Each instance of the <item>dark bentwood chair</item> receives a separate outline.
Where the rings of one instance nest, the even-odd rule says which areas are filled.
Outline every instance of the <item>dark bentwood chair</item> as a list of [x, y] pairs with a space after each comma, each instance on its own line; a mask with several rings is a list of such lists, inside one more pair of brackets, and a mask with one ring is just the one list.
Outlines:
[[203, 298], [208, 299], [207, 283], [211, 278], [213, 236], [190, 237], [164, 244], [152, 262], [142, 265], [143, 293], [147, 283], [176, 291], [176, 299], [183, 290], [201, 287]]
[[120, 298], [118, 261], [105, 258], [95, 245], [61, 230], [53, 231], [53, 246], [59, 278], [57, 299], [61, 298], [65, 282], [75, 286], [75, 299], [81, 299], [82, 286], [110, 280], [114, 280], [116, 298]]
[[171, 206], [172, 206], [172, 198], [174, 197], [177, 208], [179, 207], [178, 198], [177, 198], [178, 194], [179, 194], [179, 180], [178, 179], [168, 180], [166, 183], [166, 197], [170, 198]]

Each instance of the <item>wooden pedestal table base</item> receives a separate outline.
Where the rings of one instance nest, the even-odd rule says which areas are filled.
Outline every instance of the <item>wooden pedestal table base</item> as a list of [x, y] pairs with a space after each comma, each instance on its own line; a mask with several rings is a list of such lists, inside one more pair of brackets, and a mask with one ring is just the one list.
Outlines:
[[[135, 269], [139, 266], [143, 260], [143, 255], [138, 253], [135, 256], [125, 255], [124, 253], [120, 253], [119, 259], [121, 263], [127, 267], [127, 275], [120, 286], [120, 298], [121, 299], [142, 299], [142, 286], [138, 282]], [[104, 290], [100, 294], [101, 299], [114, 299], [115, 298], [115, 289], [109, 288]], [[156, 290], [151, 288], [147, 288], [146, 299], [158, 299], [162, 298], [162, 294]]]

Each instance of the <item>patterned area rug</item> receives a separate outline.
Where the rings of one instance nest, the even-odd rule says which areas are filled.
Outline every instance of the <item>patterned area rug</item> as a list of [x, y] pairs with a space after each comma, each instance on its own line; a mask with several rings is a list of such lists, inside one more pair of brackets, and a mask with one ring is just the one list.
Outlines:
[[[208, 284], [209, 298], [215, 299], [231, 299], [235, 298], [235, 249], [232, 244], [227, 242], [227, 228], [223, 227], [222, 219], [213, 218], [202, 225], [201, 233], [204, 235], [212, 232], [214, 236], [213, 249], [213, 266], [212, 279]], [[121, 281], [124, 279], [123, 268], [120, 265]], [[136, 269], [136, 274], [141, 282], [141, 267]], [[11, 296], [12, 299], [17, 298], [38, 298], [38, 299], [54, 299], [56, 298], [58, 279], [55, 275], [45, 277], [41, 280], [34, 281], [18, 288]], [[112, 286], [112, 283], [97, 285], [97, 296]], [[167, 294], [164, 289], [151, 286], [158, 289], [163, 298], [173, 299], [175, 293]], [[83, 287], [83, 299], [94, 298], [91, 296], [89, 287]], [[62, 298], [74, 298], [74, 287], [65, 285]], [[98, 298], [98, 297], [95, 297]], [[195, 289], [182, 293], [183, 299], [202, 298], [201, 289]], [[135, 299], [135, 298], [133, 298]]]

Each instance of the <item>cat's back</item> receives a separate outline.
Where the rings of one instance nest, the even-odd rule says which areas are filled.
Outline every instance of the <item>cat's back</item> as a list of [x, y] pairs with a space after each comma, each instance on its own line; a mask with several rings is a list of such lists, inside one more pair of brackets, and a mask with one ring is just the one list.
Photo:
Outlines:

----------------

▸ Task item:
Please output the entries above, every line exactly as it reads.

▸ Solution to the exercise:
Each instance of the <item>dark bentwood chair</item> receives a separate outline.
Where the rings of one instance nest, the even-odd rule says which areas are filled.
Outline every instance of the <item>dark bentwood chair</item> as a list of [x, y] pairs with a space after each comma, each instance on its own line; a mask with several rings is a list of such lists, inside one more pair of brackets, and a mask with one ring is just the one list.
Outlines:
[[203, 298], [208, 299], [207, 283], [211, 278], [213, 236], [190, 237], [164, 244], [152, 262], [142, 265], [143, 293], [147, 283], [176, 291], [176, 299], [183, 290], [201, 287]]
[[120, 298], [118, 261], [105, 258], [95, 245], [61, 230], [53, 231], [53, 246], [59, 278], [57, 299], [61, 298], [65, 282], [75, 286], [75, 299], [81, 299], [82, 286], [110, 280], [114, 280], [116, 298]]
[[171, 206], [172, 206], [172, 198], [174, 197], [177, 208], [179, 207], [178, 198], [177, 198], [178, 194], [179, 194], [179, 180], [178, 179], [168, 180], [166, 183], [166, 197], [170, 198]]

Each instance of the <item>wooden pedestal table base</item> receives a separate outline.
Where the rings of one instance nest, the even-odd rule says which areas are filled.
Outline every instance of the <item>wooden pedestal table base</item> as a list of [x, y] pairs with a space after each comma, each instance on its own line; a mask with several rings is a list of such lists, inside one more pair of brackets, and a mask with one ring is just the one list.
Outlines:
[[[135, 269], [139, 266], [143, 260], [143, 255], [138, 253], [135, 256], [125, 255], [124, 253], [120, 253], [119, 259], [121, 263], [127, 267], [127, 275], [120, 286], [120, 298], [121, 299], [142, 299], [142, 286], [138, 282]], [[104, 290], [100, 294], [101, 299], [114, 299], [115, 298], [115, 289], [109, 288]], [[156, 290], [151, 288], [147, 288], [146, 299], [158, 299], [162, 298], [162, 294]]]

Each instance of the <item>patterned area rug</item> receives a separate outline.
Where the rings of one instance nest, the even-odd rule says which areas are filled.
Outline every instance of the <item>patterned area rug</item> as a list of [x, y] pairs with a space after each comma, each instance on its own line; a mask with several rings is a list of such lists, inside one more pair of brackets, and a mask with one ring is just the one list.
Outlines:
[[[208, 284], [209, 298], [215, 299], [231, 299], [235, 298], [235, 249], [232, 244], [227, 242], [227, 228], [223, 227], [222, 219], [213, 218], [202, 225], [201, 233], [204, 235], [212, 232], [214, 236], [213, 249], [213, 266], [212, 279]], [[121, 281], [124, 279], [123, 268], [120, 265]], [[136, 269], [136, 274], [141, 282], [141, 267]], [[11, 296], [12, 299], [17, 298], [38, 298], [38, 299], [54, 299], [56, 298], [58, 279], [55, 275], [45, 277], [41, 280], [34, 281], [18, 288]], [[112, 286], [112, 283], [97, 285], [97, 296]], [[167, 294], [164, 289], [151, 286], [158, 289], [163, 298], [173, 299], [175, 293]], [[83, 287], [83, 299], [94, 298], [91, 296], [89, 287]], [[62, 298], [74, 298], [74, 287], [65, 285]], [[98, 298], [98, 297], [95, 297]], [[195, 289], [182, 293], [183, 299], [202, 298], [201, 289]], [[135, 299], [135, 298], [133, 298]]]

Each instance of the <item>cat's back</item> receives a separate outline.
Where the rings of one instance nest, the even-odd rule says which areas are filled.
Outline every instance of the <item>cat's back</item> as a list of [x, y] pairs with a space after each comma, each instance on its own line; a mask with several rings is a list of such lists, inside one more pair of brackets, and a mask with one ring is just the one list.
Photo:
Outlines:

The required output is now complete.